[TASK DIRECTIONS]
Format as a Markdown table with the columns No. and Line the part that opens with the line containing "groom's face. Provide the bounding box" and closes with the line containing "[329,32,361,86]", both included. Put each line in its own row with its number, and leave out blank lines.

[EXERCISE MATERIAL]

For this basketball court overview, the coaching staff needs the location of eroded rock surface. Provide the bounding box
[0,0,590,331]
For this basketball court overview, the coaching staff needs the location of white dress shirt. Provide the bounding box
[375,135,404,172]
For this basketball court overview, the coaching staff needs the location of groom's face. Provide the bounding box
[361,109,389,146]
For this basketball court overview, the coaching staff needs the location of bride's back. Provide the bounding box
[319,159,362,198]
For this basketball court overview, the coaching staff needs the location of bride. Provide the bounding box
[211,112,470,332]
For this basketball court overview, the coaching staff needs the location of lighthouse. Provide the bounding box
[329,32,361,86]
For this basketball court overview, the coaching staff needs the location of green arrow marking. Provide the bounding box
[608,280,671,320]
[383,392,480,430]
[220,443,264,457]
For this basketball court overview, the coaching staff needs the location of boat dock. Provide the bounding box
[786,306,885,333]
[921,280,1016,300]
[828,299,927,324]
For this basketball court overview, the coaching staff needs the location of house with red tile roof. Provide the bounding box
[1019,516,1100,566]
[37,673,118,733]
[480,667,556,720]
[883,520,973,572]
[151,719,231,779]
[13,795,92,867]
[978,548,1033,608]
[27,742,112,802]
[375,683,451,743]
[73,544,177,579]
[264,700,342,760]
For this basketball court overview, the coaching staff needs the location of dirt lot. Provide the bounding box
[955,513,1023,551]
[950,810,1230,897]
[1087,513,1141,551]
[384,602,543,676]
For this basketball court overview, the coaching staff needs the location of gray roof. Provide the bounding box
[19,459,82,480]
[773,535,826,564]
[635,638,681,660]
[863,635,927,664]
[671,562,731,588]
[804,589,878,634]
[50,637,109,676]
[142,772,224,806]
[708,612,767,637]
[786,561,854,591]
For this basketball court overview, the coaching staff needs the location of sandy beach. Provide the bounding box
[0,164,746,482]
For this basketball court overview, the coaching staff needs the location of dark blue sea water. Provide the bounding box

[SOLUTION FOR THIS TASK]
| No. | Line |
|---|---|
| 1 | For this basketball court overview, the coaching staff needs the location of groom's face. Provide the bounding box |
| 2 | [361,109,389,146] |
| 3 | For this basketball court overview, the coaching staff needs the location of bride's back. Provide the bounding box |
| 4 | [319,159,362,198] |
| 5 | For this basketball court overview, the coaching staff needs the location of bride. Provide the bounding box |
| 6 | [211,112,470,332] |
| 7 | For this basketball court overview, the coaching staff needs the location of lighthouse. Provide the bounding box |
| 8 | [329,32,361,86] |